>> Begin

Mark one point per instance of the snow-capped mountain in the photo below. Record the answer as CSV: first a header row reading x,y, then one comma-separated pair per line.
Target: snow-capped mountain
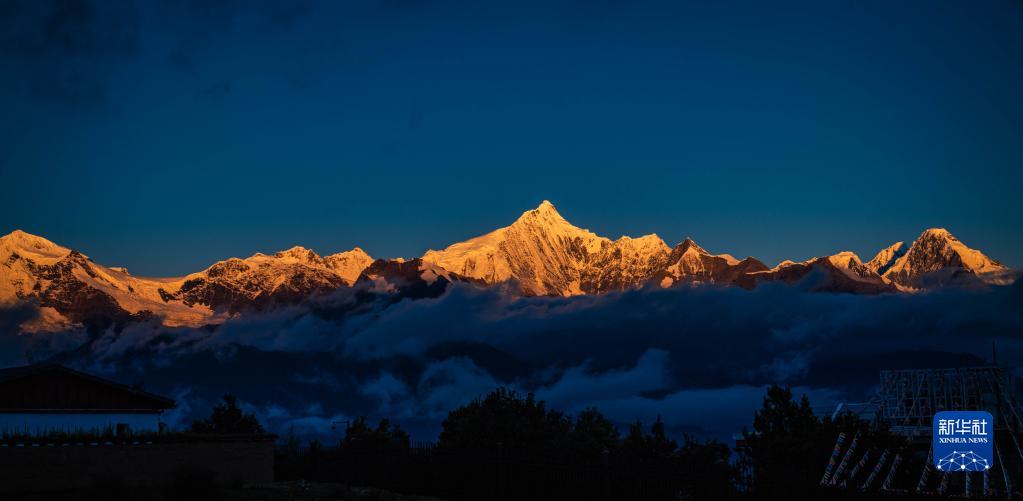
x,y
886,258
540,254
237,284
690,263
843,272
937,258
547,256
71,288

>> End

EXERCISE PROMPT: Render every line of the records above as a numbered list, skipping blank lines and leaving out the pictures.

TASK OUTPUT:
1. Mark one point per instance of the snow-capped mountain in the photo below. Record the answer as CSV: first a header row reading x,y, then one comma-separated pair per line.
2. Target: snow-capped mountain
3. x,y
4. 886,258
5. 540,254
6. 237,284
7. 690,263
8. 843,272
9. 937,258
10. 547,256
11. 71,288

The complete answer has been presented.